*** Materials provided ***

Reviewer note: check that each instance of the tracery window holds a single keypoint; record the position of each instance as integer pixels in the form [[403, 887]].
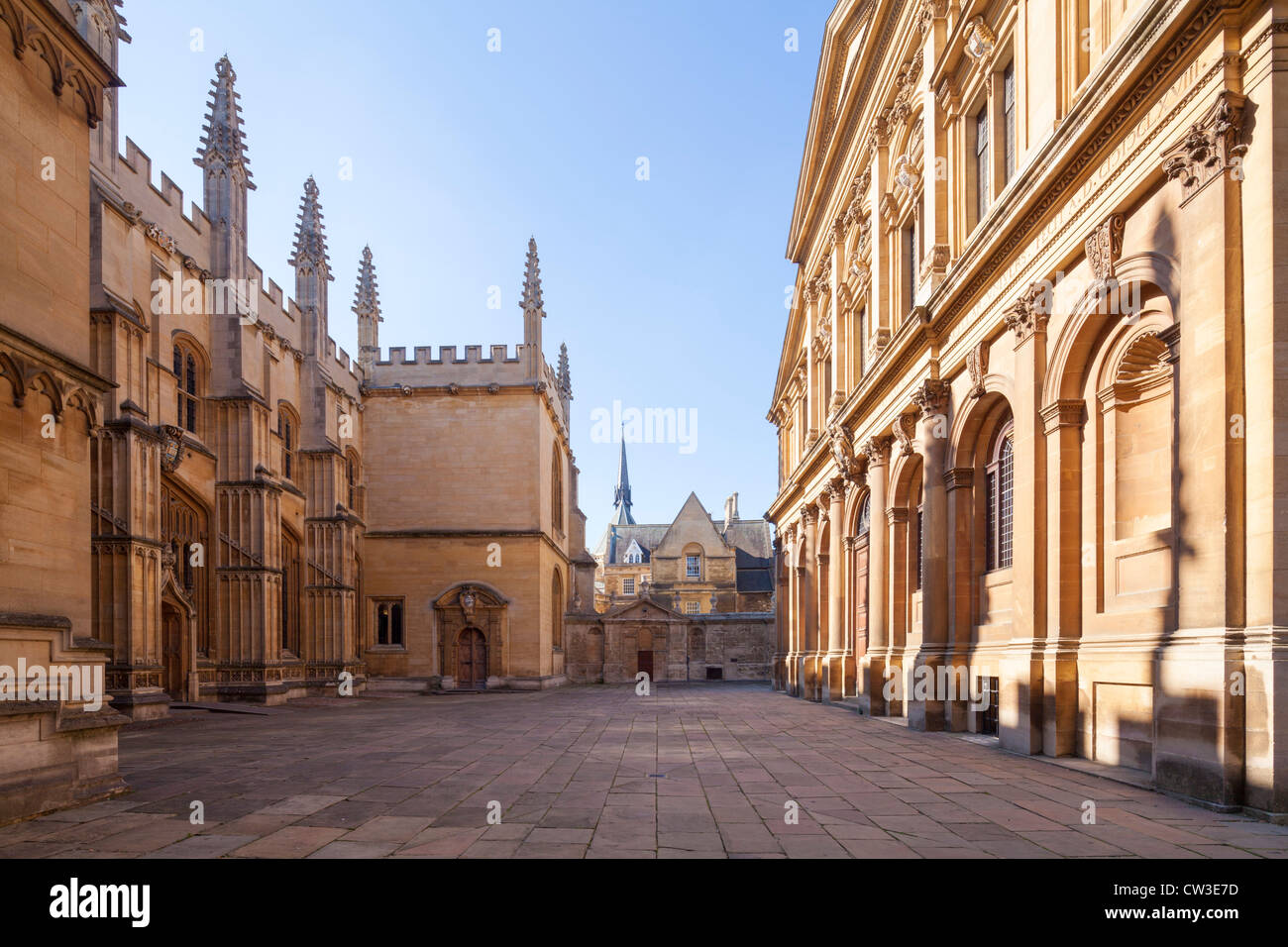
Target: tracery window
[[188, 394], [1000, 475]]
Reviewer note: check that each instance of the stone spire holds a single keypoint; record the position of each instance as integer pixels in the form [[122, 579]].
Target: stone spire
[[366, 305], [310, 232], [532, 281], [312, 269], [622, 495], [222, 155], [565, 376], [533, 312]]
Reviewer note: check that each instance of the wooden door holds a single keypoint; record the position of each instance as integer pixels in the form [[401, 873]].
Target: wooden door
[[171, 654], [472, 660]]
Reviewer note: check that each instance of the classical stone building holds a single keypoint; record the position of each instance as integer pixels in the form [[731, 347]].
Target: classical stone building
[[54, 88], [692, 599], [230, 508], [1030, 393]]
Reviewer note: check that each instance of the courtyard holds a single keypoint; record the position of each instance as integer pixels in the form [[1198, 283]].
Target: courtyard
[[692, 771]]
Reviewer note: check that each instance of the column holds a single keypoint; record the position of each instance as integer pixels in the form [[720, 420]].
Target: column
[[879, 531], [1202, 746], [1021, 665], [926, 699], [835, 660], [1063, 425]]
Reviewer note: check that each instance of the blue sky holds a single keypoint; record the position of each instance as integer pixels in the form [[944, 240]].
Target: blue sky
[[669, 291]]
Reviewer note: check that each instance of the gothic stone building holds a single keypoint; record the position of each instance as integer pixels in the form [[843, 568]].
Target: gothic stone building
[[231, 509], [691, 599], [1029, 397]]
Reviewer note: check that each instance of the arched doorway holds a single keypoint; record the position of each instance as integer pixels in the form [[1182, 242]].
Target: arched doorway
[[472, 660], [174, 678]]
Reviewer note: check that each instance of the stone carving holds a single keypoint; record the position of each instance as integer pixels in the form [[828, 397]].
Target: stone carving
[[1104, 247], [842, 450], [875, 447], [1030, 312], [1210, 147], [931, 397], [903, 431], [980, 40], [977, 364]]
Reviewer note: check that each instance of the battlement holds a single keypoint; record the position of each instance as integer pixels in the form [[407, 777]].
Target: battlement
[[472, 368], [191, 230], [424, 355]]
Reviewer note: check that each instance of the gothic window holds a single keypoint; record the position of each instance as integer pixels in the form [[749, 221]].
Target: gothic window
[[183, 528], [557, 608], [389, 624], [185, 377], [999, 482], [287, 428], [291, 594], [557, 492], [351, 479]]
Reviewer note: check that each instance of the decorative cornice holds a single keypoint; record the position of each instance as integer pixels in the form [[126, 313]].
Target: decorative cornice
[[875, 449], [931, 397], [1210, 149], [1104, 247], [977, 364], [1065, 412], [1030, 311], [905, 429]]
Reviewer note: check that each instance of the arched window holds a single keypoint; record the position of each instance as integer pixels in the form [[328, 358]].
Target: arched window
[[557, 609], [389, 628], [185, 377], [999, 496], [351, 479], [557, 492], [694, 564], [287, 428], [291, 594]]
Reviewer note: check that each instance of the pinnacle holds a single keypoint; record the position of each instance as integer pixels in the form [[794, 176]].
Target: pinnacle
[[532, 281], [366, 299], [223, 141], [309, 231]]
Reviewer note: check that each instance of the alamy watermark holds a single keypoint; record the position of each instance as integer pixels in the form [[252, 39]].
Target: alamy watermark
[[649, 425]]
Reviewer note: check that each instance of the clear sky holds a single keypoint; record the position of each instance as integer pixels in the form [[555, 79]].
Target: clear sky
[[669, 291]]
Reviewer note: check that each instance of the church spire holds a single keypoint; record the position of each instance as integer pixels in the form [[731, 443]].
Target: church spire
[[532, 315], [222, 155], [532, 279], [312, 269], [366, 307], [622, 495], [222, 140], [563, 376]]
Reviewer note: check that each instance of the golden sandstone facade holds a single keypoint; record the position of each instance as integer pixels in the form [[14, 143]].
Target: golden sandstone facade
[[1029, 401], [200, 496]]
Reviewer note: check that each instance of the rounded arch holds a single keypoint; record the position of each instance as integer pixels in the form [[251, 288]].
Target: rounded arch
[[1147, 275]]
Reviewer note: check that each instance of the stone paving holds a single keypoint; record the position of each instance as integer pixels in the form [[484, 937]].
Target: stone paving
[[695, 771]]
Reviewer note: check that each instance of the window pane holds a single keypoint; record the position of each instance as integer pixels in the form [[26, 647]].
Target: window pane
[[1005, 474]]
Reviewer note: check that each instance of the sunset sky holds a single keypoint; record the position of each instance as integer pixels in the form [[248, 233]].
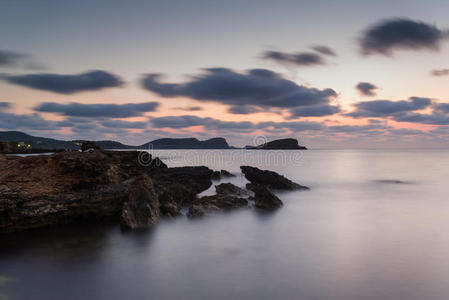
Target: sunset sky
[[334, 74]]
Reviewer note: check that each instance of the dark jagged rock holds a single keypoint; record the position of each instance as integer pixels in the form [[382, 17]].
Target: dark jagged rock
[[227, 198], [197, 179], [282, 144], [264, 198], [142, 208], [269, 179], [230, 189], [172, 196], [216, 175], [179, 186], [217, 202], [89, 146], [63, 188]]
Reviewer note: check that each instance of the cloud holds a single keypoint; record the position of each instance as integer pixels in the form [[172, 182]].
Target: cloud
[[16, 59], [26, 121], [314, 111], [366, 88], [10, 58], [74, 109], [182, 122], [406, 131], [260, 88], [385, 108], [400, 34], [324, 50], [186, 121], [66, 84], [438, 73], [123, 124], [4, 105], [190, 108], [243, 109], [299, 59]]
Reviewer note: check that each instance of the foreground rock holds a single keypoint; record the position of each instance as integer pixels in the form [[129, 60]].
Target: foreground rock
[[216, 175], [269, 179], [89, 146], [72, 186], [264, 198], [142, 208], [228, 197]]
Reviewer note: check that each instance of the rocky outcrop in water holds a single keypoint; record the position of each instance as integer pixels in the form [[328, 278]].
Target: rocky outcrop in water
[[282, 144], [141, 210], [216, 175], [264, 198], [270, 179], [228, 197], [72, 186], [89, 146]]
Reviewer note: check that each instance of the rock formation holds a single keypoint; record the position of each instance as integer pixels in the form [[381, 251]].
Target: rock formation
[[141, 210], [72, 186], [264, 198], [228, 197], [216, 175]]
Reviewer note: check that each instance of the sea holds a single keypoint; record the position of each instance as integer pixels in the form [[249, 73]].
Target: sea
[[373, 226]]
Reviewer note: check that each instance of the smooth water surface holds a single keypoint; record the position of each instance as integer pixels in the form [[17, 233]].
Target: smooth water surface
[[373, 226]]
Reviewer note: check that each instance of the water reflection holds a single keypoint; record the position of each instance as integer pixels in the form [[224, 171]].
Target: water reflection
[[349, 238]]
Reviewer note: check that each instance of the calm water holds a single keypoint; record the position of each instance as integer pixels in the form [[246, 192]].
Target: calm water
[[354, 235]]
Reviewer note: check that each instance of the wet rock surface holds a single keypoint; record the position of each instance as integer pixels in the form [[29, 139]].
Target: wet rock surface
[[216, 175], [89, 146], [270, 179], [73, 187], [142, 207]]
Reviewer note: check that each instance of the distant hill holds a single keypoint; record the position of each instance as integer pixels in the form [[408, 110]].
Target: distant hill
[[282, 144], [36, 142], [187, 143], [166, 143]]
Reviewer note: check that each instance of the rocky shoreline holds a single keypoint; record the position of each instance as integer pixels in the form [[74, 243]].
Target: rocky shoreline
[[72, 186]]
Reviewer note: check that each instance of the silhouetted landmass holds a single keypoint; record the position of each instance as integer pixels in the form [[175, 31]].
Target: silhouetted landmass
[[36, 144], [97, 185], [282, 144], [187, 143]]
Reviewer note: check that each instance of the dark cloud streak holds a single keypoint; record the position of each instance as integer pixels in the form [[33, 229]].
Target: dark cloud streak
[[74, 109], [399, 33], [66, 84]]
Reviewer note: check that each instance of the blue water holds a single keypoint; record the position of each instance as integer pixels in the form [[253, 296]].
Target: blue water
[[357, 234]]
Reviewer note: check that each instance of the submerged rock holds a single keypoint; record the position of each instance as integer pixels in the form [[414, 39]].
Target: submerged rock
[[270, 179], [89, 146], [227, 198], [142, 208], [264, 198], [66, 187], [177, 187], [216, 175], [230, 189]]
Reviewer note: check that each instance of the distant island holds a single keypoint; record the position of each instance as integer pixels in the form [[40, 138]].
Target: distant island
[[282, 144], [18, 142]]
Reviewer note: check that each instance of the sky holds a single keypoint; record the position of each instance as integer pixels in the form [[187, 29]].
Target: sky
[[333, 74]]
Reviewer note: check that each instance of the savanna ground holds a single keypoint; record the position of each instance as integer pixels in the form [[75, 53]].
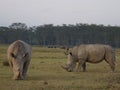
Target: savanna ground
[[45, 73]]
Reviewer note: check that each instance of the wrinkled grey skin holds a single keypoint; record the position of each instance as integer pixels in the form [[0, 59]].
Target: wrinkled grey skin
[[19, 56], [92, 53]]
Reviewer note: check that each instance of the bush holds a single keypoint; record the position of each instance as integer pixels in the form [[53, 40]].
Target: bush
[[5, 63]]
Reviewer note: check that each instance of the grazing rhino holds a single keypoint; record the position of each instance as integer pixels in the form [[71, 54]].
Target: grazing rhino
[[92, 53], [19, 55]]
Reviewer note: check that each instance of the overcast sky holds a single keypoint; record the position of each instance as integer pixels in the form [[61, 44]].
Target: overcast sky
[[57, 12]]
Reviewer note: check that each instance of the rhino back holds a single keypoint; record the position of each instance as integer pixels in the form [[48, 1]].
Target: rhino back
[[96, 53], [19, 46]]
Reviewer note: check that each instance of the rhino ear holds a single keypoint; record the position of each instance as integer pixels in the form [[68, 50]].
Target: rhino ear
[[13, 55], [70, 53], [25, 55]]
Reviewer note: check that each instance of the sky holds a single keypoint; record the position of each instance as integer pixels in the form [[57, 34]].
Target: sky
[[58, 12]]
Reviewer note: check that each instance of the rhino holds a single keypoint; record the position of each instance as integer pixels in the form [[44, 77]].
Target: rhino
[[19, 56], [91, 53]]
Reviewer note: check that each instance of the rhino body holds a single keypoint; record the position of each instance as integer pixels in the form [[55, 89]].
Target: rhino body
[[92, 53], [19, 56]]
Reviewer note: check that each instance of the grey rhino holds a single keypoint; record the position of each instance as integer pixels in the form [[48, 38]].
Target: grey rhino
[[19, 56], [92, 53]]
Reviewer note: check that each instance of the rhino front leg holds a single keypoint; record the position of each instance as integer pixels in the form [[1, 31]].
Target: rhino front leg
[[25, 68]]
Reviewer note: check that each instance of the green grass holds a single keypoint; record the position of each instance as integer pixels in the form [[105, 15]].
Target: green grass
[[45, 73]]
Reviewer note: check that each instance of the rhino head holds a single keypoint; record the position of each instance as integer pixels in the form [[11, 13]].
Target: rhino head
[[18, 62], [70, 63]]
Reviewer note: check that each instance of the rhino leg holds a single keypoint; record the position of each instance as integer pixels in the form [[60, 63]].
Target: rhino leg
[[25, 68], [81, 63], [111, 62], [84, 67]]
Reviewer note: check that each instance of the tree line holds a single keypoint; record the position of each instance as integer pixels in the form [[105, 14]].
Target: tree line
[[64, 35]]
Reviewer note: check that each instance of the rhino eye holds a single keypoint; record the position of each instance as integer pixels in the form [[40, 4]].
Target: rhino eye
[[13, 55]]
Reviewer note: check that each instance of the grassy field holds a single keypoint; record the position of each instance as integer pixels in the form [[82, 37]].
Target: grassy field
[[45, 73]]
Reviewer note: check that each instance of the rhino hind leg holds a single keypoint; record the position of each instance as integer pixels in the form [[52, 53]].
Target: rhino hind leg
[[81, 63], [111, 63], [84, 67]]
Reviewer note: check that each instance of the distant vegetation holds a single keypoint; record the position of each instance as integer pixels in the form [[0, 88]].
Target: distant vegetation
[[64, 35]]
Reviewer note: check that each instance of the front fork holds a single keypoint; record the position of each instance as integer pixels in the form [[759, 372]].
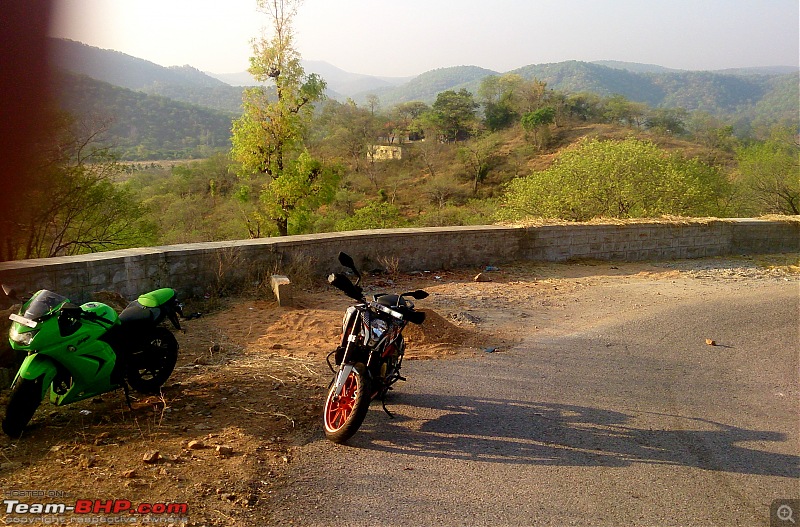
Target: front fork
[[346, 366]]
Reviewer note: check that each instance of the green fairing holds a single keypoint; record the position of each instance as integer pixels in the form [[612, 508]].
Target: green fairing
[[88, 360], [35, 366], [157, 298]]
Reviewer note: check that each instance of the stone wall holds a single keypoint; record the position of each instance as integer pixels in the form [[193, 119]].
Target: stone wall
[[207, 268]]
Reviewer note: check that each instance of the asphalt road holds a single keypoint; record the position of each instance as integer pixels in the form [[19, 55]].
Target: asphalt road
[[614, 412]]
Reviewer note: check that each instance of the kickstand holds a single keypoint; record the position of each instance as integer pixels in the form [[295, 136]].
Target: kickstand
[[383, 403], [127, 390]]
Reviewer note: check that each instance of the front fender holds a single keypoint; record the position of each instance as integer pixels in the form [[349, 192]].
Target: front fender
[[35, 366]]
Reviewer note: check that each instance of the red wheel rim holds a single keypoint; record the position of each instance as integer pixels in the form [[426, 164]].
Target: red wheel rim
[[339, 409]]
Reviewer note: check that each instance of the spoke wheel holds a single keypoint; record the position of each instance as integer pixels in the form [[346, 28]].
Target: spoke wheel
[[152, 363], [344, 414]]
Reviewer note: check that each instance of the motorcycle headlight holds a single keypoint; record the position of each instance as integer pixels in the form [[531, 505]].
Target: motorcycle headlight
[[22, 337], [377, 328]]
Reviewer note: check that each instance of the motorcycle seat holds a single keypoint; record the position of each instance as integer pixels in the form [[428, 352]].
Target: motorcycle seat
[[136, 312]]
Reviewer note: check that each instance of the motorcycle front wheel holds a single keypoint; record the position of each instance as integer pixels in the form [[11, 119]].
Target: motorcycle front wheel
[[24, 400], [151, 363], [343, 415]]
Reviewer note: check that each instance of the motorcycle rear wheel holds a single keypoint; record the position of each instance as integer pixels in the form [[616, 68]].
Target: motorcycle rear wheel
[[151, 364], [343, 415], [25, 399]]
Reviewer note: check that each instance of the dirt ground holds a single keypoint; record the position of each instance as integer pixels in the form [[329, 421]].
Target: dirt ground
[[248, 390]]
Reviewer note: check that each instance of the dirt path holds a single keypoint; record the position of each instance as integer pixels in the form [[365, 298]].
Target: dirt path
[[246, 396]]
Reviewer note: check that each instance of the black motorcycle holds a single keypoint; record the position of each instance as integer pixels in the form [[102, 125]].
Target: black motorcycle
[[368, 359]]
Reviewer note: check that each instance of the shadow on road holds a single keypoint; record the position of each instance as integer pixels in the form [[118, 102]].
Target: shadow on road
[[514, 432]]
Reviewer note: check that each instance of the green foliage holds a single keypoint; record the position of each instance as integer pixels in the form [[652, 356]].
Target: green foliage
[[268, 137], [374, 215], [301, 187], [453, 115], [620, 179], [769, 173]]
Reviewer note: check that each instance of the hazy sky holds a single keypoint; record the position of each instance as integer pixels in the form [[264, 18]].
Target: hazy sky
[[408, 37]]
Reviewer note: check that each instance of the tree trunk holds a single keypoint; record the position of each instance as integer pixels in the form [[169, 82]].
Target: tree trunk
[[283, 226]]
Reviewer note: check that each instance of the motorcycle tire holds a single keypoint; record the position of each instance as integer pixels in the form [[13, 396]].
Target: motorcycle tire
[[343, 415], [25, 399], [150, 365]]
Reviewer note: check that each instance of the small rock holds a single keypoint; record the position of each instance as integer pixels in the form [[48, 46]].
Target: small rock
[[151, 456], [86, 461], [224, 450]]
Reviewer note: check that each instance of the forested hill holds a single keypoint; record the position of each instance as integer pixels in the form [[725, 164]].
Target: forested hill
[[723, 94], [141, 126], [181, 83]]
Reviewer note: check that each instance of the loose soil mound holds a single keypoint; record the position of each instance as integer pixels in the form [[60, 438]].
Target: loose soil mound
[[437, 337]]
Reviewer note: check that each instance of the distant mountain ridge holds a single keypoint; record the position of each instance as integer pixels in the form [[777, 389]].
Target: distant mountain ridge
[[209, 102]]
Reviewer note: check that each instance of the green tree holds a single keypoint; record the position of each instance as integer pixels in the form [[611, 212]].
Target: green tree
[[534, 122], [268, 137], [453, 115], [374, 215], [620, 179], [769, 174], [618, 109], [478, 156]]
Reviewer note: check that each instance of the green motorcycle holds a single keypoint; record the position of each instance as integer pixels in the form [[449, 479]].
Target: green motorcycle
[[77, 352]]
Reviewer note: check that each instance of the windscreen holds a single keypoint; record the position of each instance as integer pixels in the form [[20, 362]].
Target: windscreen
[[42, 303]]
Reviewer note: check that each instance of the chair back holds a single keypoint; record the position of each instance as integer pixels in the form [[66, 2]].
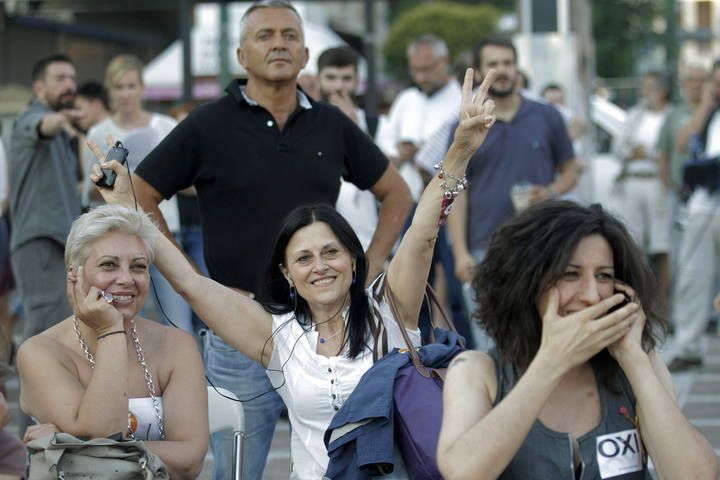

*** End of Materials provided ***

▶ **Your objective**
From the line containing "Reviewer note: check that each instance of the windscreen" to the end of the data above, give those lines again verbatim, with both endpoints included and no images.

▶ **Answer box**
Reviewer note: check that each instance of the windscreen holds a single keypoint; record the position of each instance as integer pixels in the form [[20, 362]].
Target: windscreen
[[42, 303]]
Reviewer note: check that each instance of the chair back holds a single keypoint; record the position of each instance as integer pixels in the form [[66, 2]].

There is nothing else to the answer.